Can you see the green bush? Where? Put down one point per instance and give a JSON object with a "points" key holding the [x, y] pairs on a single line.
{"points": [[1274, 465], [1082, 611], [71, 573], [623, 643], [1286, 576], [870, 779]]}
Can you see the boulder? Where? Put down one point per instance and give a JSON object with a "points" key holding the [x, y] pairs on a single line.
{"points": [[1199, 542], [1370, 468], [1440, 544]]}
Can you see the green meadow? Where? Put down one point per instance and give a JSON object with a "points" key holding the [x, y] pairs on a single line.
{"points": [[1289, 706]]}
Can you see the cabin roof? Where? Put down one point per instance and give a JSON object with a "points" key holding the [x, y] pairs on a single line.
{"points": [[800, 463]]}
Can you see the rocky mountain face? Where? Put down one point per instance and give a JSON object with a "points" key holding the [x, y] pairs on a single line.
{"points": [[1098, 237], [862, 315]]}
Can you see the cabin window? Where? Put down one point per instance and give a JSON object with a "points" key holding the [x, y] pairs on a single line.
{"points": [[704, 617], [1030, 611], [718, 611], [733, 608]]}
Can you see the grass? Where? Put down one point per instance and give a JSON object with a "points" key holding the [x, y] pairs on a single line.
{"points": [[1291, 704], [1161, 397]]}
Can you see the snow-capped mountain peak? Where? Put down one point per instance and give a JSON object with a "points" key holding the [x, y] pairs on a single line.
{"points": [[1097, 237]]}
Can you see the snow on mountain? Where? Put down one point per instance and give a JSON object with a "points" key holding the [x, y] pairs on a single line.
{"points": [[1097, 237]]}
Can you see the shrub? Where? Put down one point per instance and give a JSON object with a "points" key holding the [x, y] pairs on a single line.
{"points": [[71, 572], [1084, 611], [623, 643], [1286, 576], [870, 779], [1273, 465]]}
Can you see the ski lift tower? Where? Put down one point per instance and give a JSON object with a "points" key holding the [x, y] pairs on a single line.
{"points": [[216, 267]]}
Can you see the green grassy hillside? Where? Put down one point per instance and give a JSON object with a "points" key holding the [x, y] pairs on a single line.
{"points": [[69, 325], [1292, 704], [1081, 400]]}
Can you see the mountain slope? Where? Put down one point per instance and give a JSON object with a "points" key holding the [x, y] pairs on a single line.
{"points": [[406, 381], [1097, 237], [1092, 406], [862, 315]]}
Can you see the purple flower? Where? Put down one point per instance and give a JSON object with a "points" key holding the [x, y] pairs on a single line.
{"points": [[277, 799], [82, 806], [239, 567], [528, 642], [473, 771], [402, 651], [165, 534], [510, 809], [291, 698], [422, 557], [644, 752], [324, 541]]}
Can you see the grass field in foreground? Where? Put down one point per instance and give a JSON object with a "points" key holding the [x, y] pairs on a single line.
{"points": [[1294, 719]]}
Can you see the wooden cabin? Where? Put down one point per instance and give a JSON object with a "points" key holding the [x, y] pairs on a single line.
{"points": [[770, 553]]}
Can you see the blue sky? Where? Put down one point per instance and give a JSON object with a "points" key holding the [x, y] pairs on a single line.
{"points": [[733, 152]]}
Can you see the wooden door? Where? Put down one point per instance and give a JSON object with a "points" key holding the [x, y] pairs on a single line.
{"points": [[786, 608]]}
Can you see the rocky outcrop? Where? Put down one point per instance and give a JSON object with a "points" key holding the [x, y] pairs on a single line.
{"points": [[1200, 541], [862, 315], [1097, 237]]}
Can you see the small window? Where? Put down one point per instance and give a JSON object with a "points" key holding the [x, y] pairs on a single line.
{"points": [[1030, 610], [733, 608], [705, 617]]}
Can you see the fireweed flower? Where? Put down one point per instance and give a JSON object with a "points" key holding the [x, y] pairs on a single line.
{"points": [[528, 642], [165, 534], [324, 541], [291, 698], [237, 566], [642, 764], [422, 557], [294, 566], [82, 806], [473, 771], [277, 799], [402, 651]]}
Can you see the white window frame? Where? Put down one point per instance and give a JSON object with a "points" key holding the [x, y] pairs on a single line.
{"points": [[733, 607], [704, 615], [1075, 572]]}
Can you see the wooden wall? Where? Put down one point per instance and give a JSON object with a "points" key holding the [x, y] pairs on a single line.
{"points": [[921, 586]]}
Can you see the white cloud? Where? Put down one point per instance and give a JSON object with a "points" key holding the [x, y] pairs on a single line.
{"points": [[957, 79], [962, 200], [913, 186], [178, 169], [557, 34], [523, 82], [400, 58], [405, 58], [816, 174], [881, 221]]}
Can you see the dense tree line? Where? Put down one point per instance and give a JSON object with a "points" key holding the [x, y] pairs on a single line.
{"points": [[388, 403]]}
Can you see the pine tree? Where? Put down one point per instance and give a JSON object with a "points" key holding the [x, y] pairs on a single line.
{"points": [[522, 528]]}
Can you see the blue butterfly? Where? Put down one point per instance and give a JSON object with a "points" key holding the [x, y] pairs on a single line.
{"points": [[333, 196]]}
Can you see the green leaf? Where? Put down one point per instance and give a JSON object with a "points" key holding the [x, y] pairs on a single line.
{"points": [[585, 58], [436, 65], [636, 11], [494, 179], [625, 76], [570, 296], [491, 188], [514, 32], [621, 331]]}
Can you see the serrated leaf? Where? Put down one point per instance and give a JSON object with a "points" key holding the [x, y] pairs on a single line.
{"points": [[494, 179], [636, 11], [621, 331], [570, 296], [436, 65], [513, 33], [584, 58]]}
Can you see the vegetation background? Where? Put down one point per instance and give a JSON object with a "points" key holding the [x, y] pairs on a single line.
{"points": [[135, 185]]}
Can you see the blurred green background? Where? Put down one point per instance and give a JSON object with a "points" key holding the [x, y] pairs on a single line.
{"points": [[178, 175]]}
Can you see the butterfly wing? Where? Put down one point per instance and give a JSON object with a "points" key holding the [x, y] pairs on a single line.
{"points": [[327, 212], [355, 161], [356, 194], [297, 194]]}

→ **INSTRUCTIONS FOR THE TASK**:
Each record above should be reproduced in full, exactly as it stands.

→ **ANSWER TO THE EXERCISE**:
Can you see the green bush? Where? Put down one point per instance and give a JSON object with a "points" key holding the [x, y] pairs on a single line.
{"points": [[1274, 465], [1082, 611], [71, 573], [623, 643], [1286, 576], [870, 779]]}
Can you see the boulder? Where? Put down one point per instance and give a JSON object with a "points" key holding the [x, y] pairs on a single line.
{"points": [[1199, 542], [1370, 468], [1440, 544]]}
Can you see the green meadow? Where? Put down one point per instance and give a JSON object with a "points" key holding the [x, y] pairs on a single line.
{"points": [[1289, 706]]}
Can you see the cabin roof? Where? Put down one point per instance and give a JSON object with a "points" key holding the [x, y] pairs on a single line.
{"points": [[800, 463]]}
Can you see the rocky mountain face? Where? Put down one point per instance and give a JSON object with a "points" key holding the [x, y] pairs on a single line.
{"points": [[1098, 237], [862, 315]]}
Can you see the cabin window? Where? Put down one point per instance and give a JSON object with a "points" key holding the [x, y] pairs on a single line.
{"points": [[704, 617], [1030, 611], [718, 611], [733, 608]]}
Can you see the grass? Where? Put down one point per instance and give a JSON object with a "points" key holding the [x, y] pairs on a single line.
{"points": [[1291, 704], [1161, 397]]}
Can you see the snow-capped mountain peak? Where? Put down one point per instance and give a JSON object with a "points" key holding the [x, y] pairs on a single line.
{"points": [[1097, 237]]}
Can you see the snow on mountain? Where? Put down one point per instance and give a JSON object with a "points" key holding the [x, y] pairs on a single line.
{"points": [[1097, 237]]}
Can you see the shrub? Where? Put down one point per instance and give a JSON object with a "points" key holding the [x, y] pairs on a single line.
{"points": [[71, 572], [1084, 611], [623, 643], [1286, 576], [870, 779], [1273, 465]]}
Can you see the ski lift tower? Where? Put down one point per instance and give a JSON object with a "points" key holding the [x, y] pairs on a single line.
{"points": [[216, 267]]}
Can you see the green grassy hillside? Where? Put down one point per instance and give a JSON object with a "points" key holding the [x, y] pairs on a single line.
{"points": [[69, 325], [1292, 704], [1081, 400]]}
Can you see the mountain slope? Where? Put down one point per instance and give a JSON object with a "points" key holding the [x, y] pairs on a single line.
{"points": [[406, 381], [1097, 237], [1092, 406], [862, 315]]}
Can you see the purple flower? Where? Put down one point per instance and give a JSON object with a "points" key holding the [x, y] pairs on a single line.
{"points": [[277, 799], [82, 806], [239, 567], [528, 642], [473, 771], [402, 651], [165, 534], [510, 809], [291, 698], [422, 557], [644, 752], [324, 541]]}
Can you see the grass field in foreground? Where? Put down one point per instance and give a JSON object with a "points" key holding the [x, y] pairs on a single line.
{"points": [[1294, 719]]}
Can you see the wooden cabin? Where? Put down one point per instance and give a JSON object with a "points" key holding the [x, y] pairs on a single line.
{"points": [[770, 553]]}
Can you see the blue sky? Where? Put down one point per instance and give a JSON object with a "points" key holding the [x, y] pairs on a single line.
{"points": [[733, 152]]}
Can you see the wooden door? Where? Put down one point per instance and give a JSON object with a "points" key holding the [x, y] pairs on a single line.
{"points": [[786, 608]]}
Can you see the rocky outcrop? Where? Put down one point per instance and give a JSON object with a "points" key holding the [x, y] pairs on a single line.
{"points": [[1200, 541], [862, 315], [1097, 237]]}
Can you see the small window? Where? Put down one point per instance and give a JSON object with a "points" key holding the [x, y] pairs on a single line.
{"points": [[1030, 610], [733, 608], [705, 617]]}
Can you see the fireweed flower? Where? Put down one point per instance and give a JSON object with a "points" key holding the [x, y] pairs on a single line.
{"points": [[528, 642], [165, 534], [324, 541], [291, 698], [237, 566], [642, 764], [422, 557], [294, 566], [82, 806], [473, 771], [277, 799], [402, 651]]}
Can you see the white window frame? Where? Put down one point per instance and give a JSON object with a "points" key holding the [x, y] pairs on a single line.
{"points": [[733, 607], [704, 615], [1075, 572]]}
Can you see the wooden wall? Where? Put down one point per instance and give a JSON object with a "points" key holding the [x, y] pairs on a single line.
{"points": [[921, 586]]}
Can you see the white cloud? Where? Put down one point per instance and give a JSON object with a "points" key holding the [x, y] pairs on a single line.
{"points": [[957, 79], [962, 200], [913, 186], [178, 169], [557, 34], [523, 82], [400, 58], [405, 58], [816, 174], [881, 221]]}
Can you see the dense tree line? Where? Put down one point per instance and give a JSON object with a "points" key holding the [x, y] pairs on a single line.
{"points": [[388, 403]]}
Can you see the pine tree? Where? Put down one point per instance and give a JSON object with a "points" key holding the [x, y] pairs on a single line.
{"points": [[522, 528]]}
Can you see the blue butterfly? Where? Put down one point per instance and give a JSON object with a "points" key holding the [x, y] pairs on a single line.
{"points": [[333, 196]]}
Can you see the green leaf? Where? Put down one point per instance and give a JSON object with a "points" key holding the [x, y] pairs on a single line.
{"points": [[585, 58], [436, 65], [636, 11], [494, 179], [625, 76], [570, 296], [491, 188], [514, 32], [621, 331]]}
Can you see the serrated leaf? Where? Put down one point per instance and give a JSON object with a "points" key holding the [x, y] pairs on a single line.
{"points": [[494, 179], [636, 11], [621, 331], [570, 296], [436, 65], [513, 33], [584, 58]]}
Can you see the vegetation background? Where? Put down one point per instance and give a JSON object with a "points" key holding the [x, y] pairs on a single line.
{"points": [[135, 185]]}
Can you see the blurred green background? Where? Put down one point per instance and give a JSON object with a "points" key holding the [x, y] pairs on a single line.
{"points": [[178, 175]]}
Can you see the butterfly wing? Where? Put down one point per instance and give a JSON object with a "points" key holding the [x, y] pairs on a single line.
{"points": [[327, 212], [355, 161], [356, 194], [297, 194]]}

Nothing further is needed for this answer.